> **WHAT YOU WILL DO**
1. Based on the T1D panel description, explain why the KIAA0350 region is relevant to type 1 diabetes even though it does not code for a protein. Please answer in one to three sentences.
2. In the T1D panel description, what kind of protein does the PHTF1 gene encode?

> **SOURCE TEXT**
● ● ● ●
Panel T1D

Type 1 diabetes is an autoimmune disease with onset, usually in the pediatric age [1], characterized by a strong genetic component [2].
The T1D panel analyzes 8 genetic polymorphisms (or SNPs) whose presence is associated with a greater probability of developing diabetic nephropathy. Genes with variants studied within the T1D panel are listed hereafter:

  1. HLA: gene that encodes the histocompatibility complex. HLAs play a key role in triggering the immune response, facilitating the recognition by the T lymphocytes of the antigen
  2. PHTF1: gene that encodes a protein that regulates the expression of other genes (transcription factor)
  3. PTPN22: gene that encodes a protein with enzymatic properties, involved in regulating the degree of response of T and B lymphocyte receptors
  4. NAA5: gene that encodes a protein that regulates the cell cycle
  5. ERBB3: gene encoding a portion of the epidermal growth factor receptor (Epidermal Growth Factor Receptor, EGFR)
  6. ENAH: gene that encodes a protein whose activity is related to cytoskeletal remodeling and cell polarity
  7. CLEC2D: gene that encodes the receptors on the surface of cells of the immune system, known as “natural killer”
  8. KIAA0350: is an intronic region (non-coding DNA for a protein) where some polymorphisms have been strongly associated with the onset of autoimmune diseases, including type 1 diabetes.

Recommended for anyone who wants to know genetic predisposition to the development of type 1 diabetes.

References:

  1. Devendra, D., Liu, E. & Eisenbarth, G. S. Type 1 diabetes: recent developments. Br.Med. J. 328, 750–754 (2004).
  2. Hyttinen, V., Kaprio, J., Kinnunen, L., Koskenvuo, M. & Tuomilehto, J. Genetic liability of type 1 diabetes and the onset age among 22,650 young Finnish twin pairs: a nationwide follow-up study. Diabetes 52, 1052–1055 (2003).
● ● ● ●
> **RECORDED INFORMATION**
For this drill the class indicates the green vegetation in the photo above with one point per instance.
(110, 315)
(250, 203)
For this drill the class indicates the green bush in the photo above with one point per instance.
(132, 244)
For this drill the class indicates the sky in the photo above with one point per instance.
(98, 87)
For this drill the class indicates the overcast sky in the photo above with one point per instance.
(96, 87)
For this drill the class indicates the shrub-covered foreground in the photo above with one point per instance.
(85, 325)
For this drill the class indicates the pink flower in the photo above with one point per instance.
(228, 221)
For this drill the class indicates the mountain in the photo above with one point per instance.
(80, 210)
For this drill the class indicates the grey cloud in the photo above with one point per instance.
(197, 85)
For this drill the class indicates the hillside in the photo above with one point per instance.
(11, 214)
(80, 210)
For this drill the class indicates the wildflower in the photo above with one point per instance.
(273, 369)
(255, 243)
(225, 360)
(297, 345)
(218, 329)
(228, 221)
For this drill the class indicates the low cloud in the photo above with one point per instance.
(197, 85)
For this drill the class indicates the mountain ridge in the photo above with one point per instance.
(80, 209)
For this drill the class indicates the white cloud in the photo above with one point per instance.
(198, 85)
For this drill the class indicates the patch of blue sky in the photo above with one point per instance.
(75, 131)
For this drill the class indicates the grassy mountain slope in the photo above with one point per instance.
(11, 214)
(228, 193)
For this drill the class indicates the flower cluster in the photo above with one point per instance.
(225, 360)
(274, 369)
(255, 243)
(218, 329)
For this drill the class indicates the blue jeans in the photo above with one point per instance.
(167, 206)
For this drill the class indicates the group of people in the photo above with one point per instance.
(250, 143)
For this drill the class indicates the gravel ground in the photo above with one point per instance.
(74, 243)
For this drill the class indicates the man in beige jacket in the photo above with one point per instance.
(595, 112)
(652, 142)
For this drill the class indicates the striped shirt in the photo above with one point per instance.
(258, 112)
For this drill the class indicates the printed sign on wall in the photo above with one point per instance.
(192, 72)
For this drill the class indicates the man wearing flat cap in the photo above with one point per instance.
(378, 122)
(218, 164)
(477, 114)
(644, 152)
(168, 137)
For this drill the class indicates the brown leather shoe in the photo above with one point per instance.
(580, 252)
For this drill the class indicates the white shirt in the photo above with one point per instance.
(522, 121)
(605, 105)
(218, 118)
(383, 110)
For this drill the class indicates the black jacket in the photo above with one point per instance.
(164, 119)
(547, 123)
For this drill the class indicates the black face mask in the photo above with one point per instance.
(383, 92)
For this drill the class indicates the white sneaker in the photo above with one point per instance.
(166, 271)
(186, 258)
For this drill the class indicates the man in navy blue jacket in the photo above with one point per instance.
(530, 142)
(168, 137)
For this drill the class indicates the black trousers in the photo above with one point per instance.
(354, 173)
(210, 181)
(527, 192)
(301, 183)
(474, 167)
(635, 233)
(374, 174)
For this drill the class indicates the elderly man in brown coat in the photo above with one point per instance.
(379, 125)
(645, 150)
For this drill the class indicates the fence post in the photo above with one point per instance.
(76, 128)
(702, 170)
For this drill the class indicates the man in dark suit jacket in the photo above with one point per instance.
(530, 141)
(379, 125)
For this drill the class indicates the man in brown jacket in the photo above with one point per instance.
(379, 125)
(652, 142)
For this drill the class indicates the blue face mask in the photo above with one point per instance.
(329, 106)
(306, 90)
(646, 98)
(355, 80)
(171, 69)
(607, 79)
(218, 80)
● ● ● ●
> **ANSWERS BELOW**
1. KIAA0350 is an intronic region, meaning its DNA does not code for a protein. Some polymorphisms in this region have been strongly associated with the onset of autoimmune diseases, including type 1 diabetes.

2. PHTF1 encodes a transcription factor, a protein that regulates the expression of other genes.